Exercise task | Format the material from the line with "Mark each instance of the crosshatch" to the line with "Target: golden brown cookie", both included, as a JSON list of strings with one string per line. Leave out any blank lines.

* START Source material *

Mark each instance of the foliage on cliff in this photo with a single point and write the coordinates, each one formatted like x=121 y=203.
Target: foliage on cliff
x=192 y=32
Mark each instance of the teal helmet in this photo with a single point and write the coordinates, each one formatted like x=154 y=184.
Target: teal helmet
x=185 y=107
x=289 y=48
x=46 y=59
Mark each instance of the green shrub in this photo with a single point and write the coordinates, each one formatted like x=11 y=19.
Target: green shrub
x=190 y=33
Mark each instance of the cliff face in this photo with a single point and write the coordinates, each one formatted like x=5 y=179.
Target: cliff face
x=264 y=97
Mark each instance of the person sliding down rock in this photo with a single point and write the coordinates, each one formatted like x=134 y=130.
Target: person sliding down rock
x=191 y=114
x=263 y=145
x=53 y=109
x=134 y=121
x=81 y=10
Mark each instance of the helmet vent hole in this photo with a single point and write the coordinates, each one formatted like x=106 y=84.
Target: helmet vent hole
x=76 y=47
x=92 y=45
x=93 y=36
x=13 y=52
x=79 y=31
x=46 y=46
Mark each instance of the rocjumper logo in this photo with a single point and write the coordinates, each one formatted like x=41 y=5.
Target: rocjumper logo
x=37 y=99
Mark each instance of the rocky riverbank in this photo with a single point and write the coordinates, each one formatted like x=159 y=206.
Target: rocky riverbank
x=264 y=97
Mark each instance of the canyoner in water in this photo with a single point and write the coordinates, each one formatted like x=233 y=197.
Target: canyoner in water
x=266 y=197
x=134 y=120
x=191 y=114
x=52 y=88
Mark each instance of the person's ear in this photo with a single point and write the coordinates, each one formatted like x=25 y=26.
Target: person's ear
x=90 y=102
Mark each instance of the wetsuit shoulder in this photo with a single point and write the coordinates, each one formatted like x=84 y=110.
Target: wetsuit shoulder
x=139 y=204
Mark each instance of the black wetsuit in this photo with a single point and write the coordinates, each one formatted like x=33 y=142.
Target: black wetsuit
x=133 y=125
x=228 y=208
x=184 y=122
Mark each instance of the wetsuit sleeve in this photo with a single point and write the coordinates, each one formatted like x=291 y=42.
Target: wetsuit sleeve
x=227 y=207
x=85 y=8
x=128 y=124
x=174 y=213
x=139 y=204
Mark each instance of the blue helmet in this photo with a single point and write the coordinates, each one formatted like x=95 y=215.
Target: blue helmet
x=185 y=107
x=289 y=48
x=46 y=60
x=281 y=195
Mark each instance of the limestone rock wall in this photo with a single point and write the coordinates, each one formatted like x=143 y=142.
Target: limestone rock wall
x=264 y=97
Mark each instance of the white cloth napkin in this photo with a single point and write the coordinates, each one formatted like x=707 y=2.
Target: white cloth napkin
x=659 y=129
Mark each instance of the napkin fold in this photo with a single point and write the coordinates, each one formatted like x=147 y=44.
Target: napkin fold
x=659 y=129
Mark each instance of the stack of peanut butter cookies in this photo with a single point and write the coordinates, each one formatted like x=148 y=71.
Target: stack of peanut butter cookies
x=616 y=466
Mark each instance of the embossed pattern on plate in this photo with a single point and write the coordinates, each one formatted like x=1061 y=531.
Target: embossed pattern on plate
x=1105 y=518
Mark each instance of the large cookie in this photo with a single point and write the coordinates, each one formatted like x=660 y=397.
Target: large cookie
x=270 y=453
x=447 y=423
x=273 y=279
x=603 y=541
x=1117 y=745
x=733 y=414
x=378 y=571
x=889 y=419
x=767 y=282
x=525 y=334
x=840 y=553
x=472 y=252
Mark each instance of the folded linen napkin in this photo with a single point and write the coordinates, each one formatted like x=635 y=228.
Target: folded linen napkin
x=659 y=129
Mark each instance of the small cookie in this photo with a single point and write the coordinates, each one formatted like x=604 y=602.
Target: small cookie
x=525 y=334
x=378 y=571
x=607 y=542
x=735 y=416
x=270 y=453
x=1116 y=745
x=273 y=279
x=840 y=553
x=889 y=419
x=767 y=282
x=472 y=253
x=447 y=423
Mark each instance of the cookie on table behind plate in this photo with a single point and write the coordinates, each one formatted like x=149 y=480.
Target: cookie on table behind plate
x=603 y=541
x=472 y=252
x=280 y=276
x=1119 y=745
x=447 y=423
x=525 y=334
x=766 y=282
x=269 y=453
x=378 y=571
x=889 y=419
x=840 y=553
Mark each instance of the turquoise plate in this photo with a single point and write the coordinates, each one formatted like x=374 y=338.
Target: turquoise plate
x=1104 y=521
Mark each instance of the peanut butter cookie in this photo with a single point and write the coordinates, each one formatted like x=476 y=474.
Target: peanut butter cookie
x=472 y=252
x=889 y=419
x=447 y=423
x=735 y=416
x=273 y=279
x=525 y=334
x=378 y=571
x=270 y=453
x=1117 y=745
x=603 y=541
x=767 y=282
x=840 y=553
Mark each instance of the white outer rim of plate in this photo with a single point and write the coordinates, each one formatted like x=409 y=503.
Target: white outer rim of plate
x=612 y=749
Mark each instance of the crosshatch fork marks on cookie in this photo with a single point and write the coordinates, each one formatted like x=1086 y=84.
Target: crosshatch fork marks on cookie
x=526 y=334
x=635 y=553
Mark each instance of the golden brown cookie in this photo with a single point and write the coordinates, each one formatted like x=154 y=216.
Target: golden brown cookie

* END Source material *
* START Source material *

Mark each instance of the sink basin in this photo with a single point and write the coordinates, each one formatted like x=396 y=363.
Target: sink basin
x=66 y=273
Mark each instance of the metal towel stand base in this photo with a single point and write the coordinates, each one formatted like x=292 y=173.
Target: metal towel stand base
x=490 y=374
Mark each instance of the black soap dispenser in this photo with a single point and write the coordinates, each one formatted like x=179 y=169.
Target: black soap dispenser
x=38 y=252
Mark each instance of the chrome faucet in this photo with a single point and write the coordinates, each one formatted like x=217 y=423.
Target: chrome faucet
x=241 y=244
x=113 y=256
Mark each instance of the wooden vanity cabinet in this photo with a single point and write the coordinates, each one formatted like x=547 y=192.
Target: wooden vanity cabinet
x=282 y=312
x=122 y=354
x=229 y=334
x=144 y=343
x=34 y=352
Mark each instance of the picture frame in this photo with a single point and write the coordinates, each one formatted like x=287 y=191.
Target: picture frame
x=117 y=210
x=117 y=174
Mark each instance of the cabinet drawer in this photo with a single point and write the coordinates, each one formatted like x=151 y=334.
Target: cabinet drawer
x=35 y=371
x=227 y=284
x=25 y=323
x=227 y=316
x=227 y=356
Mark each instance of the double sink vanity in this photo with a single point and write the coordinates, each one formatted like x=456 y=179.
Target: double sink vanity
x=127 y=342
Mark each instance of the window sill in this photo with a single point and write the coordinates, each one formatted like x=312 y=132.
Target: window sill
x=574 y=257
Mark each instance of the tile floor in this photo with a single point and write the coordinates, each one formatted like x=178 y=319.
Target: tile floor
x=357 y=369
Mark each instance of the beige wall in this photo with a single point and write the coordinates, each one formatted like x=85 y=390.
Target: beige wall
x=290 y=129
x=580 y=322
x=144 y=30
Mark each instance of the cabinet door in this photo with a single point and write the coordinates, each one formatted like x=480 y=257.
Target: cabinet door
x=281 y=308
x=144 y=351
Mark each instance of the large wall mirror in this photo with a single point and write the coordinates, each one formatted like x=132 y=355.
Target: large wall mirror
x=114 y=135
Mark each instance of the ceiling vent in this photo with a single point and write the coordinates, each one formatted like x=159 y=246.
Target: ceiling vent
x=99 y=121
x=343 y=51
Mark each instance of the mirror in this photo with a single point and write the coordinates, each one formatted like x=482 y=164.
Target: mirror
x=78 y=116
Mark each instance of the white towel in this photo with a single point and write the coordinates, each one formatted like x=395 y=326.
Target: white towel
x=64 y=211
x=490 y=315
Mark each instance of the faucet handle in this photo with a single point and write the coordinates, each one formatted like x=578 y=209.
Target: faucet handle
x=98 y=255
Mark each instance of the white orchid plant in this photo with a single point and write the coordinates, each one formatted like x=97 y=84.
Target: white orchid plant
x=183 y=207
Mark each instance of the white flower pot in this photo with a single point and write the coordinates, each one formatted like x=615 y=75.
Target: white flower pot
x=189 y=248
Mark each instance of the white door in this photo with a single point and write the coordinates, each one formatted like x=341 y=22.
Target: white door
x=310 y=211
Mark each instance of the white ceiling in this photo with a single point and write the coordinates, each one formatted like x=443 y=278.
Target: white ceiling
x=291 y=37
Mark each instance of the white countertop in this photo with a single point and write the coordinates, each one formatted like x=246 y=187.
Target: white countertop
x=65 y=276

* END Source material *

Solved problem |
[
  "Mark each instance of the crosshatch fork marks on cookie in this photo with a single point and write the coordinates, each one formatted like x=1086 y=84.",
  "Target: crosshatch fork marks on cookie",
  "x=526 y=334",
  "x=635 y=553",
  "Mark each instance of the golden brown cookie in this photo with a single point and write the coordinates, each one formatted like x=154 y=216.",
  "Target: golden brown cookie"
]